◆ **Task to carry out**:
Without the pictures, reproduce the records that follow exactly.

◆ **Supplied information**:
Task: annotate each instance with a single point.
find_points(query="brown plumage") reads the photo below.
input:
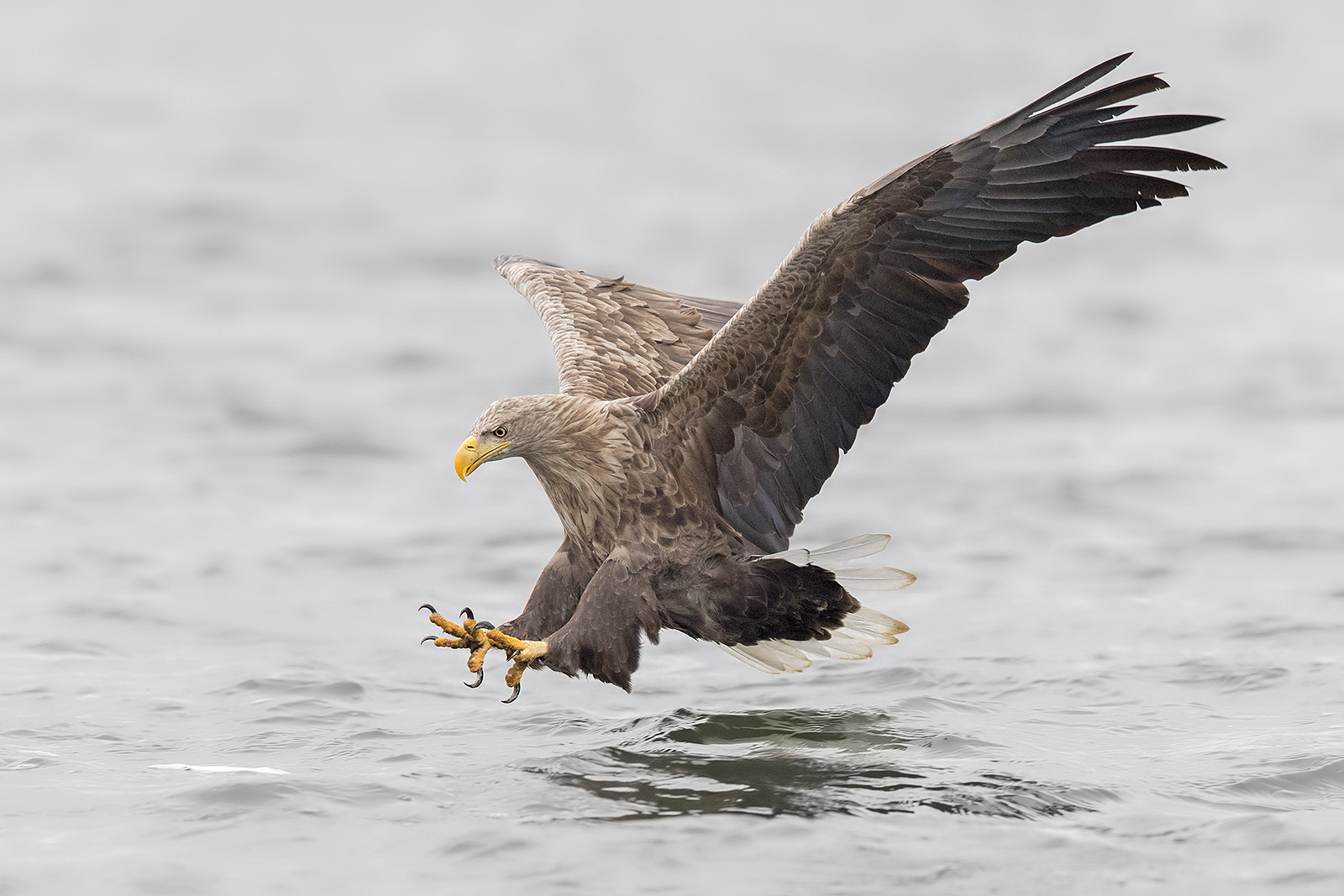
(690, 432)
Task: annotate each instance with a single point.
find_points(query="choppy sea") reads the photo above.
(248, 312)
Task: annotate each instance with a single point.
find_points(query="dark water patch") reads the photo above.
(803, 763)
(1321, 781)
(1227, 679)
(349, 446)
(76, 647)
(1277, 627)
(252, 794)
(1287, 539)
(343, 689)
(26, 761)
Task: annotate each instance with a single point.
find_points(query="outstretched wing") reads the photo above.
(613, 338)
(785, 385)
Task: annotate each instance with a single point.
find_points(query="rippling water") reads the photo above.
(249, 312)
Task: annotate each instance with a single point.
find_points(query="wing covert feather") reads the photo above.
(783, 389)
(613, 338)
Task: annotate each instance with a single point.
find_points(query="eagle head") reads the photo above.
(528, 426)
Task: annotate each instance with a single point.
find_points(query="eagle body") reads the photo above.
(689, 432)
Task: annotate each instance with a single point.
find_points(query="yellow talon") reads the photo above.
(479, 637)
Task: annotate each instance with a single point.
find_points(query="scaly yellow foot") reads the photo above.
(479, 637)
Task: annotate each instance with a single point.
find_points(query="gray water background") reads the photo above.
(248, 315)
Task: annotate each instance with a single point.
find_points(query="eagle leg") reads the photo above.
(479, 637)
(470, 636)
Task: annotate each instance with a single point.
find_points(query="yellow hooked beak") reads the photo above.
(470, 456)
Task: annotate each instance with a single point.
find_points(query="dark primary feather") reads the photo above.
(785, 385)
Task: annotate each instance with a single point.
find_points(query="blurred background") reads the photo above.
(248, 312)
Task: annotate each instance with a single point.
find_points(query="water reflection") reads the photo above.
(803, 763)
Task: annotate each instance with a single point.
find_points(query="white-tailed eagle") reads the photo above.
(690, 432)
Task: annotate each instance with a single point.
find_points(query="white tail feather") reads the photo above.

◆ **Answer below**:
Task: annotate each instance with a single point.
find_points(query="brown plumage") reads the photo below.
input:
(690, 432)
Task: annotate each instance with a single point.
find_points(query="choppy sea") reads the photo above.
(248, 312)
Task: annotate each instance with a single point.
find_points(query="dark water patch") reads the photo above.
(803, 763)
(1321, 781)
(1227, 679)
(349, 446)
(76, 647)
(1277, 627)
(252, 794)
(1287, 539)
(343, 689)
(26, 761)
Task: annotate each instance with a single point.
find_points(query="outstretched wing") reads the photo above.
(613, 338)
(785, 385)
Task: annotate each instance with a single point.
find_points(query="rippling water") reads the photo above.
(249, 312)
Task: annotate each instance with a single point.
find_points(query="wing covert feather") reads the photo above.
(783, 389)
(613, 338)
Task: annotate each instance with a single point.
find_points(query="eagle head") reads the photo above.
(528, 426)
Task: annotate each instance with a single point.
find_points(query="eagle body") reads the photo above.
(689, 432)
Task: annotate each instance with a single point.
find_points(query="yellow talon") reads the photo above.
(479, 637)
Task: annotate each instance with a single point.
find_points(query="scaly yellow foot") reads the photo above.
(479, 637)
Task: annotate each instance with a single point.
find_points(query="gray water background") reads the photo above.
(248, 315)
Task: annotate each instance with a single point.
find_points(query="eagle leg") reads the photo above.
(479, 637)
(470, 636)
Task: annotate each instance with a single point.
find_points(query="yellow hooked beak") reads the photo above.
(470, 456)
Task: annotate each instance with a single point.
find_points(query="dark primary feather") reads the photo above.
(785, 385)
Task: annotate each instance with a single point.
find_points(query="blurred background") reads the photo above.
(248, 312)
Task: annotate each instance with a single point.
find_points(query="water reflection") reads the photo above.
(803, 763)
Task: annotate each instance with a single point.
find_points(query="white-tailed eagle") reads the photo above.
(690, 432)
Task: annotate each instance with a single point.
find_points(query="white tail feather") reads the photo above.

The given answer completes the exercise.